Copy verbatim every line of the records from the one containing "of the lager" through the end of the records.

> [PROVIDED RECORDS]:
=====
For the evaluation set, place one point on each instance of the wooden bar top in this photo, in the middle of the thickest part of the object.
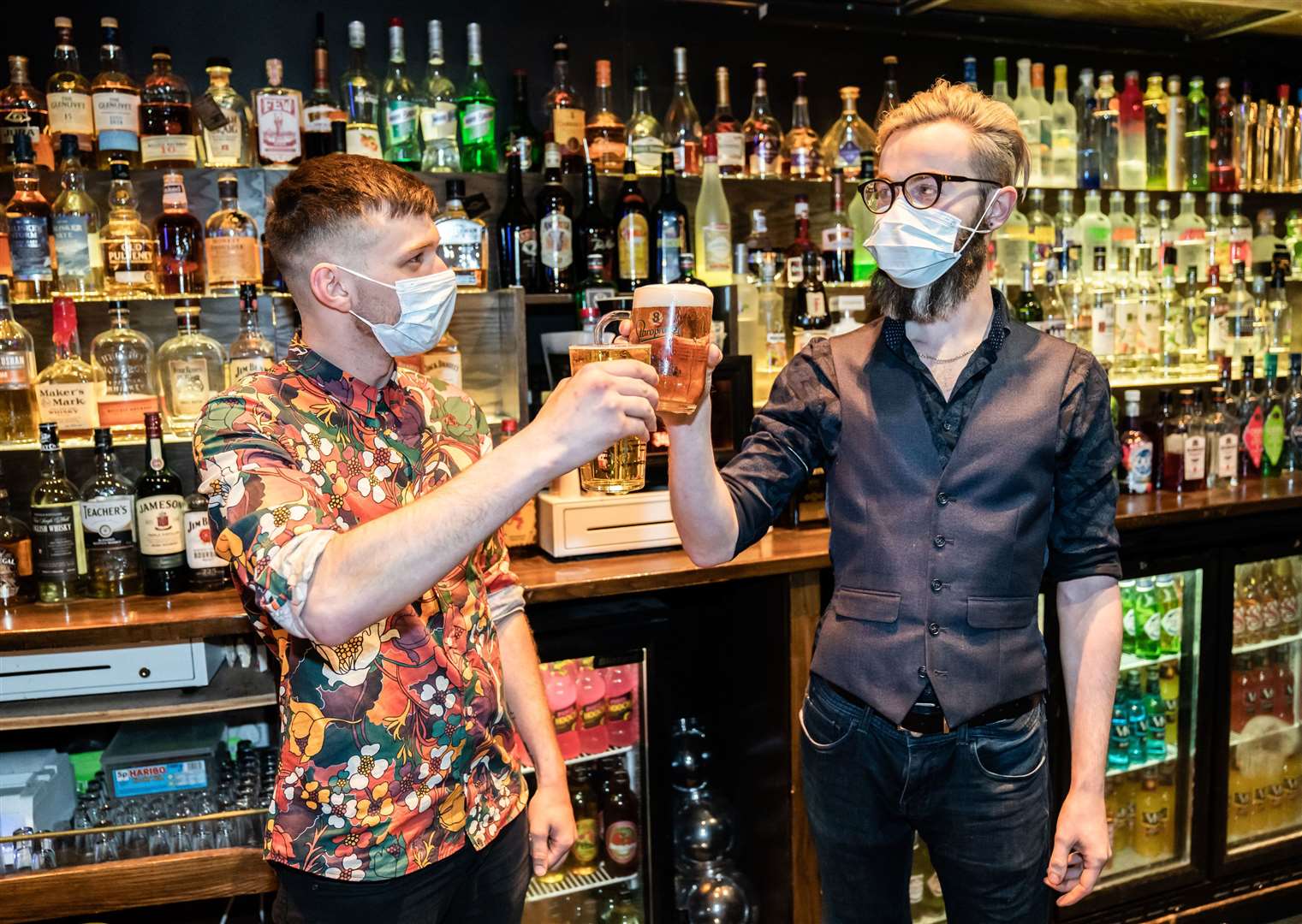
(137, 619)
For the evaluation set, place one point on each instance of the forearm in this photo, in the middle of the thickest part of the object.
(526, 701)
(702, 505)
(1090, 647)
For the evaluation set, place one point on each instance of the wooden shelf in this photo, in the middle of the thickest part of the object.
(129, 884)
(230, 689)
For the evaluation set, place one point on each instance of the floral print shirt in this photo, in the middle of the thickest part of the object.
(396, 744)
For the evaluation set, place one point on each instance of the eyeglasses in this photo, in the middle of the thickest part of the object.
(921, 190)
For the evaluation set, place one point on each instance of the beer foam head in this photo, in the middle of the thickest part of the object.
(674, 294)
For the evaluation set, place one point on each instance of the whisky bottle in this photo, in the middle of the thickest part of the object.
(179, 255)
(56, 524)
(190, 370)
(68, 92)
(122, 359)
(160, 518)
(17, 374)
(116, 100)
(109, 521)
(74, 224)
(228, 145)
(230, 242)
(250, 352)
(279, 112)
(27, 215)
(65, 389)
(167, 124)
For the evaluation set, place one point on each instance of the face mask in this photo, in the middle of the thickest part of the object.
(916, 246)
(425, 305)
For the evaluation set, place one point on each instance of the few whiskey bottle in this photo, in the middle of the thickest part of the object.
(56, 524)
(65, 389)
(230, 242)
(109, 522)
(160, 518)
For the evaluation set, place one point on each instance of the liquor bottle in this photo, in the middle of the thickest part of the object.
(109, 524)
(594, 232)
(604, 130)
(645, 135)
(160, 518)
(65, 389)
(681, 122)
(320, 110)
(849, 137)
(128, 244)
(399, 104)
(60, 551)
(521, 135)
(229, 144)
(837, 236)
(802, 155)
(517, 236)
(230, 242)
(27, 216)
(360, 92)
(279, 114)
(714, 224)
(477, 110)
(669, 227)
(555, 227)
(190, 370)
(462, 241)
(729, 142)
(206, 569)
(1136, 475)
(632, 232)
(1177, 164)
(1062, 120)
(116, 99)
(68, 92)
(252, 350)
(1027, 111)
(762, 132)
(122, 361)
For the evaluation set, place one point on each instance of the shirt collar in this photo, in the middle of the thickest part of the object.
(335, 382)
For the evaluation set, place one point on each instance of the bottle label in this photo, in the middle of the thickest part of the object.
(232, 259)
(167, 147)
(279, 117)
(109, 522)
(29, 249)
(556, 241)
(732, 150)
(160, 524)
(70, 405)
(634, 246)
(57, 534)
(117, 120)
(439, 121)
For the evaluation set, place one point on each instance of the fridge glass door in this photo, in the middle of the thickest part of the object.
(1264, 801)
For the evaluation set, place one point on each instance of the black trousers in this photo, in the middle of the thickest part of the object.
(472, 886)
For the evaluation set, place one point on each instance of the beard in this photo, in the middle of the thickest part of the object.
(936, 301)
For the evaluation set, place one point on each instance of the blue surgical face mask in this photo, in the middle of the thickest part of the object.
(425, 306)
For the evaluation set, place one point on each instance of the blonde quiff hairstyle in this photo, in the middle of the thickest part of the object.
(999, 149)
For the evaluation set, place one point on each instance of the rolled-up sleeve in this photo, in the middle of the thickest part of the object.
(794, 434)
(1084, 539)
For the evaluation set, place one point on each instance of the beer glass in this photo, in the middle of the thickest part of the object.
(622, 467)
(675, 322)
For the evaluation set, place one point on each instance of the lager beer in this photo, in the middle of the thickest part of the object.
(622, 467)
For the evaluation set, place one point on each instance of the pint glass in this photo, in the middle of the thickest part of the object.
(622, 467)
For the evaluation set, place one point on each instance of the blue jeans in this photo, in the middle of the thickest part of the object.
=====
> [TASK RESPONSE]:
For the evaluation set, place one point on each instance of the lager beer in this photo, in the middle of the thickest part of the object.
(622, 467)
For the evaluation set, place one point on each instance of the pint glass in this photo, in the middle of the thickest part of the object.
(622, 467)
For the evaluation set, place one point on each instance of the blue jeans in this photo, in the middle of the thickest part of the object.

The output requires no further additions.